-- START OF MATERIAL FOR THE TASK --

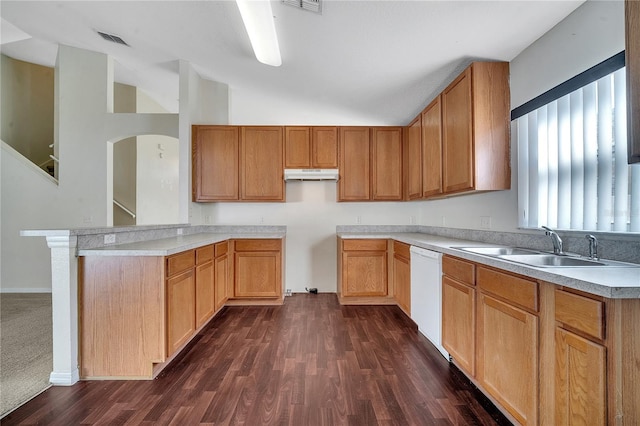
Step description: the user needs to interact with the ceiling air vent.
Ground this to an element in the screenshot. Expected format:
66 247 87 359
96 31 128 46
282 0 322 13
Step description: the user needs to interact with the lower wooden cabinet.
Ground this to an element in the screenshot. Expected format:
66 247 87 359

-- END OF MATERIAL FOR THE TASK --

EXERCISE OBJECTIVE: Please copy the part that opens with the line containing "Step description: the user needs to interact with the lower" and closes at the end of the records, substituting "metal" for "wooden" and keeping everything else the same.

EXERCISE ANSWER:
Step description: the user needs to interact with the lower metal cabinet.
Ground this to an element in the screenshot. Expected format:
66 247 87 359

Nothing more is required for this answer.